§ **What this task involves**
Please retype every record exactly as it appears, omitting the pictures.
* * *
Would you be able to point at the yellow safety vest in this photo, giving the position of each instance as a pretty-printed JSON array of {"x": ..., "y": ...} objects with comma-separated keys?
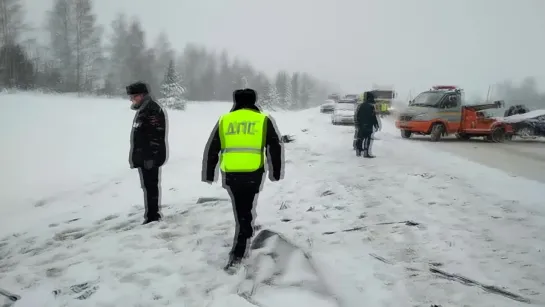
[{"x": 242, "y": 134}]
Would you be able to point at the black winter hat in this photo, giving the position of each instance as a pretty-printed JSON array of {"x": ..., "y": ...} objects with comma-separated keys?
[
  {"x": 370, "y": 97},
  {"x": 246, "y": 96},
  {"x": 137, "y": 88}
]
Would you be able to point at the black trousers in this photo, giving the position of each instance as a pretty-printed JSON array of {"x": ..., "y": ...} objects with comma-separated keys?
[
  {"x": 149, "y": 179},
  {"x": 364, "y": 141},
  {"x": 242, "y": 198}
]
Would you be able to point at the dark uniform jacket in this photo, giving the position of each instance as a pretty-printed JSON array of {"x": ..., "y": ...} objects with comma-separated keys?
[
  {"x": 148, "y": 135},
  {"x": 366, "y": 117}
]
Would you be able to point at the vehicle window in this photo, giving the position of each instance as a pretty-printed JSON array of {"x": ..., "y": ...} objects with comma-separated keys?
[
  {"x": 383, "y": 94},
  {"x": 451, "y": 101},
  {"x": 428, "y": 99},
  {"x": 345, "y": 106}
]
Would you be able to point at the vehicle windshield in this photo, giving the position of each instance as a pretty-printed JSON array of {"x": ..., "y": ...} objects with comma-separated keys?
[
  {"x": 384, "y": 94},
  {"x": 428, "y": 99},
  {"x": 347, "y": 106}
]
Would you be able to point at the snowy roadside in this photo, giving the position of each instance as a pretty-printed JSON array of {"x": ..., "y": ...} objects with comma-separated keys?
[
  {"x": 349, "y": 212},
  {"x": 95, "y": 236}
]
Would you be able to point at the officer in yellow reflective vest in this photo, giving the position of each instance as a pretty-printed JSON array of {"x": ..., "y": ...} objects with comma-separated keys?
[{"x": 240, "y": 142}]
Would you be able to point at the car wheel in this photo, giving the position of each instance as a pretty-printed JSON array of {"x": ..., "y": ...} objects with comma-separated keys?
[{"x": 437, "y": 132}]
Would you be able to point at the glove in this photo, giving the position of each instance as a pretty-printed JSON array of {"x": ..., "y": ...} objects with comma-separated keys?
[
  {"x": 275, "y": 176},
  {"x": 148, "y": 164}
]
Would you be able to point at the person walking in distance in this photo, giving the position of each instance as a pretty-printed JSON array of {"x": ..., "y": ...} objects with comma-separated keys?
[
  {"x": 366, "y": 123},
  {"x": 239, "y": 142},
  {"x": 148, "y": 146}
]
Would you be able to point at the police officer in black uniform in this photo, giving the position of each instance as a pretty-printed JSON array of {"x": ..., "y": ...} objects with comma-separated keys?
[
  {"x": 148, "y": 146},
  {"x": 366, "y": 123}
]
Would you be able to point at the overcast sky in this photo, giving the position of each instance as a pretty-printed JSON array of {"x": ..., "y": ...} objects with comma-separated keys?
[{"x": 411, "y": 44}]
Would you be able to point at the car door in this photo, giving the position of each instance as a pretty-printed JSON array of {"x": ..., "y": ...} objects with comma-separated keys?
[{"x": 451, "y": 112}]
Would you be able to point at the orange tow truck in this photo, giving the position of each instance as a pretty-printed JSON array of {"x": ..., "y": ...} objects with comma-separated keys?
[{"x": 440, "y": 112}]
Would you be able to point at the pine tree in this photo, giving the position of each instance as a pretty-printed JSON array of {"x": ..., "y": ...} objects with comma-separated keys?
[
  {"x": 272, "y": 98},
  {"x": 288, "y": 99},
  {"x": 295, "y": 89},
  {"x": 172, "y": 90}
]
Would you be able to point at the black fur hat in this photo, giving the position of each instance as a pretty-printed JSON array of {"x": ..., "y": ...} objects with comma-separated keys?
[
  {"x": 246, "y": 96},
  {"x": 137, "y": 88}
]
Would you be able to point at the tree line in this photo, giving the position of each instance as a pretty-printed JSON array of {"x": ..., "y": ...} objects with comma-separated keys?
[{"x": 82, "y": 56}]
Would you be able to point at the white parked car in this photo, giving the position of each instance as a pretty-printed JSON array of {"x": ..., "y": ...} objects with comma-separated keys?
[
  {"x": 344, "y": 112},
  {"x": 327, "y": 107}
]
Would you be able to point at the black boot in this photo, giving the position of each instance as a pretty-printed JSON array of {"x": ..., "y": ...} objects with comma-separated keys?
[
  {"x": 232, "y": 265},
  {"x": 147, "y": 221},
  {"x": 366, "y": 154}
]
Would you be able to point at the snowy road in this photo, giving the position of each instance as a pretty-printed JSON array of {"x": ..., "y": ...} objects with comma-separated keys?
[
  {"x": 518, "y": 158},
  {"x": 374, "y": 227}
]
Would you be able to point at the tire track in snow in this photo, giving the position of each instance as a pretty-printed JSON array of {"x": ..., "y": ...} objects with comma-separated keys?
[{"x": 461, "y": 231}]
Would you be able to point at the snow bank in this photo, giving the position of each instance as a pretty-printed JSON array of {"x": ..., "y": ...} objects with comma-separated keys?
[
  {"x": 522, "y": 117},
  {"x": 71, "y": 213}
]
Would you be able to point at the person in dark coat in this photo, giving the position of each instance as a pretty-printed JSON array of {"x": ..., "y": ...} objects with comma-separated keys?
[
  {"x": 366, "y": 124},
  {"x": 148, "y": 146},
  {"x": 243, "y": 186}
]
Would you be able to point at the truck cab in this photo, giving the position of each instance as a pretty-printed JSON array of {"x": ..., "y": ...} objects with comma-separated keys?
[
  {"x": 438, "y": 105},
  {"x": 440, "y": 111}
]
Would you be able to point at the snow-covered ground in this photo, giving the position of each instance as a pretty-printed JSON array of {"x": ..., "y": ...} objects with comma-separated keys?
[{"x": 70, "y": 212}]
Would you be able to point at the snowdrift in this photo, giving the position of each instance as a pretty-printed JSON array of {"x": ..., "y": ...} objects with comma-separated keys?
[{"x": 521, "y": 117}]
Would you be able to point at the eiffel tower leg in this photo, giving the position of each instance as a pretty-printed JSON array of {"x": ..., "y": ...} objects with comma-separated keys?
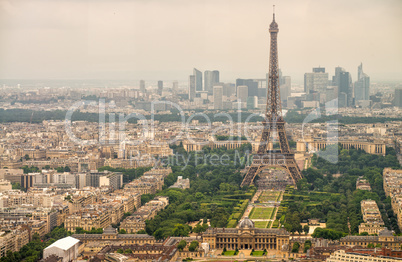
* * *
§ **Answer to the exercise**
Would you be able to point at the yellow safety vest in this photo, giving the position of each instance as a pretty-printed JSON array of {"x": ..., "y": ...} objects with comma-separated keys?
[{"x": 242, "y": 134}]
Would you be able to point at the black winter hat in this photo, giving the position of each instance as a pretty-printed JSON array of {"x": ..., "y": ...} objects with comma-separated keys?
[
  {"x": 370, "y": 97},
  {"x": 246, "y": 96},
  {"x": 137, "y": 88}
]
Would you be able to point at the black trousers in this photo, giving the position of each instance as a pretty-printed JSON array of {"x": ..., "y": ...} objects with comma-separated keys?
[
  {"x": 149, "y": 179},
  {"x": 364, "y": 141},
  {"x": 242, "y": 198}
]
Would you be able to point at the dark uniform jacket in this photo, giving the position of each instance as a pretty-printed JSON array of {"x": ..., "y": ...} objects with comma-separated keys?
[
  {"x": 148, "y": 135},
  {"x": 366, "y": 117}
]
Would you be able to point at the vehicle window in this photo, giving the position of each instance as a pretty-printed JSON array of {"x": ..., "y": ...} objects with comma-separated keys?
[
  {"x": 383, "y": 94},
  {"x": 451, "y": 101},
  {"x": 428, "y": 99},
  {"x": 345, "y": 106}
]
Would you be able to point at the vehicle windshield in this photo, giving the position of each instance as a pretty-printed JSON array of {"x": ..., "y": ...} objects with comma-separated keys?
[
  {"x": 384, "y": 94},
  {"x": 428, "y": 99},
  {"x": 347, "y": 106}
]
Would you be able to point at the snowy roadside in this photo, giving the position of each instance as a pretty-printed JSON array of {"x": ..., "y": ...} objects with comma-separated keys?
[
  {"x": 349, "y": 212},
  {"x": 95, "y": 236}
]
Would you be able to point at the officer in yellow reflective vest in this photo, giving the position of each instance as a pretty-printed JSON array of {"x": ..., "y": ...} objects with comma-separated keys?
[{"x": 240, "y": 142}]
Would you be able to point at the car wheel in this photo, giving the position of each instance as a pretty-printed JSON array of {"x": ..., "y": ...} objects with comma-separated keys?
[{"x": 437, "y": 132}]
Would you be able to point at the glove in this photo, giving the position of each instance as a pretty-printed JSON array of {"x": ..., "y": ...} objects with comma-separated keys?
[
  {"x": 275, "y": 176},
  {"x": 148, "y": 164}
]
Would you be able to point at the person walking in distance in this photo, giving the position of each instance as a pretty-printed JSON array of {"x": ..., "y": ...} objects with comma-separated keys?
[
  {"x": 366, "y": 123},
  {"x": 239, "y": 142},
  {"x": 148, "y": 146}
]
Would you be able to point at the police officer in black uniform in this photo, giving the position of each instance as a pretty-printed JSON array of {"x": ..., "y": ...} objects with comma-separated keys?
[
  {"x": 148, "y": 146},
  {"x": 366, "y": 123}
]
Would you be able to point at the overcast sky in this photo, giving the position of each instance as a pretty-printed JSON array of {"x": ..., "y": ...} objects with comma-separated keys?
[{"x": 411, "y": 44}]
Would you be able to point at the car door in this photo, giving the position of each instance as a pretty-printed JSON array of {"x": ..., "y": ...} objects with comma-separated keys?
[{"x": 451, "y": 112}]
Would you be able to point at the orange tow truck in this photo, giving the position of each instance as a pretty-printed JSON array of {"x": ..., "y": ...} objects with comma-separated keys?
[{"x": 440, "y": 112}]
Would you be able to point at the pine tree in this photo, giving the position of each instance as a pretty-printed JSON array of {"x": ..., "y": ...} objects with comma-separated keys?
[
  {"x": 272, "y": 98},
  {"x": 288, "y": 99},
  {"x": 295, "y": 89},
  {"x": 172, "y": 90}
]
Would you be able to point at the black fur hat in this photo, giving the position of each instance as a pretty-printed JSON array of {"x": ..., "y": ...} objects with comma-separated keys?
[
  {"x": 246, "y": 96},
  {"x": 137, "y": 88}
]
Would you be able to point at the tree line in this photo, giving the position of each instance as a pretty-printed JSON array of {"x": ..., "y": ...} objects with comma-separated keys?
[{"x": 82, "y": 56}]
Would you be able to point at the white parked car in this photo, giving the position of each instance as a pretty-printed JSON array of {"x": ..., "y": ...} objects with comma-separated keys?
[
  {"x": 344, "y": 112},
  {"x": 327, "y": 107}
]
Would you be able to point at the black boot in this photo, giving the position of each instance as a pretty-printed JSON array of {"x": ..., "y": ...} objects with comma-separated keys?
[
  {"x": 232, "y": 265},
  {"x": 147, "y": 221},
  {"x": 366, "y": 154}
]
Would you be able to point at the snowy road in this photo, giving the position of each instance as a pretty-printed JSON array of {"x": ..., "y": ...} objects with comma-separated keys?
[
  {"x": 518, "y": 158},
  {"x": 374, "y": 227}
]
Would you be able to point at the tire track in snow in this photo, giving the position of each instance as a pretty-printed JSON array of {"x": ..., "y": ...} objects with comma-separated keys?
[{"x": 461, "y": 231}]
Would you be able to point at the snow bank in this photo, giving the position of each instance as a pretty-printed JSON array of {"x": ..., "y": ...} objects with comma-separated keys?
[
  {"x": 522, "y": 117},
  {"x": 71, "y": 213}
]
Would you be able to point at the person in dark coat in this photo, giving the position of each instance as a pretty-printed JSON array of {"x": ..., "y": ...} objects with comma-separated keys?
[
  {"x": 366, "y": 124},
  {"x": 148, "y": 146},
  {"x": 243, "y": 186}
]
Would you be able to point at the truck cab in this photo, giving the position of each instance as a pretty-printed JSON array of {"x": ..., "y": ...} objects with comma-separated keys?
[
  {"x": 438, "y": 105},
  {"x": 440, "y": 111}
]
Would you be able to point at the snow-covered ground in this photo, giving the position of each instance as a pretty-printed JSON array of {"x": ..., "y": ...} objects with comma-separated keys?
[{"x": 70, "y": 212}]
Would you be able to point at the snowdrift in this photo, giving the position of each instance as a pretty-printed JSON array of {"x": ..., "y": ...} objects with comma-separated keys?
[{"x": 521, "y": 117}]
Would you be able to point at the eiffel tower leg in this photo, giving the position of each instance as a pretty-printed JSON array of {"x": ..., "y": ...} objects with comma-separated keys?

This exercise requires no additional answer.